-- Data lines --
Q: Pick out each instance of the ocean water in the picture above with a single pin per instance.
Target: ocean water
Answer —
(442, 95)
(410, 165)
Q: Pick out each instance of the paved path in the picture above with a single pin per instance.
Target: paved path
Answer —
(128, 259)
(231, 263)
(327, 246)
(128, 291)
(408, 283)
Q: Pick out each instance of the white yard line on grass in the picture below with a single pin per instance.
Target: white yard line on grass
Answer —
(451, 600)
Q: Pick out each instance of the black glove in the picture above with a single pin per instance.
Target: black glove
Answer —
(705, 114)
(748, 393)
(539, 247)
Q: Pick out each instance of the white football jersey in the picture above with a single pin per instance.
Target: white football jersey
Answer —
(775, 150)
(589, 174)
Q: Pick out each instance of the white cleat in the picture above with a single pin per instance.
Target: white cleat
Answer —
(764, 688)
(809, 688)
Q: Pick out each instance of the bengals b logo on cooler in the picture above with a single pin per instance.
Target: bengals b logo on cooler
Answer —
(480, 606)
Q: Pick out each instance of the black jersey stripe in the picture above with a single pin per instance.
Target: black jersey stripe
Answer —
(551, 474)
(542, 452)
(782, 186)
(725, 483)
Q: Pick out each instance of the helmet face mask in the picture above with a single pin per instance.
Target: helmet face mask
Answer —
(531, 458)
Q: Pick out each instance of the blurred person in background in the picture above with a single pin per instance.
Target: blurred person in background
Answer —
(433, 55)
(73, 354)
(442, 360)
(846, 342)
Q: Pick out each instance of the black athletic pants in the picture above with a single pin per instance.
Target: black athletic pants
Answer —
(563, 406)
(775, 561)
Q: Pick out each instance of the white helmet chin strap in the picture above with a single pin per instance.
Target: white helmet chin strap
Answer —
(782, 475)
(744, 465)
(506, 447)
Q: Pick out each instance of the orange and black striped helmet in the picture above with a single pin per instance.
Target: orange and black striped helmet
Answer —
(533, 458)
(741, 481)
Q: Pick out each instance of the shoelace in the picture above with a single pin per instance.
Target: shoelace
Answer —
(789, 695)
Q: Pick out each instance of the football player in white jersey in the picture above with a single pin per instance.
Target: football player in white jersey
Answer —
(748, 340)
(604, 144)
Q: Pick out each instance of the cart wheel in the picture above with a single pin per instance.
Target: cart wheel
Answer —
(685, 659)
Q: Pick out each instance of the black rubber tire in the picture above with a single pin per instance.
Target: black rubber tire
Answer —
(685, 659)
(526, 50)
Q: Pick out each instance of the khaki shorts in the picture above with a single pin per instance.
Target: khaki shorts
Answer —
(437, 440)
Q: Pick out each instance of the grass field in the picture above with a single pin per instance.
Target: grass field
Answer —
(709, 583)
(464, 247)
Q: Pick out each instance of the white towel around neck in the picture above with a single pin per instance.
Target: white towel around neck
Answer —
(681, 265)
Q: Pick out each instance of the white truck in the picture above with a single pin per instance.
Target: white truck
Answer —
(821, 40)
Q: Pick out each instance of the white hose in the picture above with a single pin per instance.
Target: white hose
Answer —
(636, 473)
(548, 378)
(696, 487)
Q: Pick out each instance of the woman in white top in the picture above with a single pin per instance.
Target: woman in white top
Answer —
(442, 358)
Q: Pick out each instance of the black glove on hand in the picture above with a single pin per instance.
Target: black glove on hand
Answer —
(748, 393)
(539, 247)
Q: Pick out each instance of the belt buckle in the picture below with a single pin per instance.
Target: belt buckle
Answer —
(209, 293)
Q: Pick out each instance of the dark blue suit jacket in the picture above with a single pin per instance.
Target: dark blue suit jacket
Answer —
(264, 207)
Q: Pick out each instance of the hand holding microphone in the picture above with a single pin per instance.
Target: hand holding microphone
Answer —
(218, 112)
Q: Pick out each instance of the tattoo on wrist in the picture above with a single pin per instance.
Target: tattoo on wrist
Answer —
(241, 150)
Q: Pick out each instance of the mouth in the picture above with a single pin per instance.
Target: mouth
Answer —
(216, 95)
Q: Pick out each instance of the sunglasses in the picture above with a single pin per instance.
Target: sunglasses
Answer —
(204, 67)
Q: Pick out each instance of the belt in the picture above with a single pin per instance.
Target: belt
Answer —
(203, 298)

-- Exercise brief --
Everything from the line containing "Q: Pick out each instance of the cart" through the final line of the listing, inclusive, must be reproduced exactly; leave out the rest.

-- Reply to the exercise --
Q: Pick out each instance of the cart wheel in the picture above with a single pin per instance.
Target: cart wheel
Answer —
(685, 659)
Q: Pick out each instance of the black rubber tire in the picture above with a single pin per instance.
Target: black rubber tire
Answer —
(685, 659)
(526, 50)
Q: Pick out each instance of the khaki shorts in the picture above with a single pin per instance.
Target: khaki shorts
Answer —
(437, 440)
Q: Pick out each instance of the grass field in the picture above with a single pin per instance.
Target: grass field
Answer —
(709, 583)
(464, 247)
Q: Pick out each instance of the white towel around neck in the picture above with a single pin per instance.
Target: white towel around neck
Answer —
(681, 265)
Q: Pick out each instance of the white truck in the picture above with a single pin per instance.
Target: white truck
Answer —
(821, 40)
Q: Pick out each instance of the white hose in the picture above with a single pin per instance.
Target: white hose
Answer —
(636, 473)
(548, 378)
(696, 487)
Q: Pick out each instance of the woman in white top in the picture above with a single pin per instance.
Target: woman in white top
Answer —
(442, 358)
Q: Pick out each instance of the black glove on hand in the picture above with a single pin per instance.
Target: black glove on hand
Answer —
(748, 393)
(539, 247)
Q: Pick out each instance of the belt buckle in the picture below with a single pin per instance.
Target: belt buckle
Answer —
(209, 293)
Q: Pick out each instance of the dark blue suit jacket in the picture above with a single pin per instance.
Target: dark blue suit jacket
Answer —
(264, 207)
Q: Pick out each instance of the hand holding microphone in the picture above with a single pin per instance.
Target: hand holding microphone
Answer —
(218, 112)
Q: Pick out each instance of the tattoo on wrist in the picture above with a single pin per instance.
Target: tattoo on wrist
Answer —
(241, 150)
Q: Pick out each instance of the mouth in the picture above with a single pin per instance.
Target: mouth
Answer —
(216, 95)
Q: Pick out each instance of the sunglasses in the picture above with a single pin per instance.
Target: sunglasses
Answer —
(204, 67)
Q: Pick out each instance of the belt in the picture above with a single pin per instance.
Target: belt
Answer —
(203, 298)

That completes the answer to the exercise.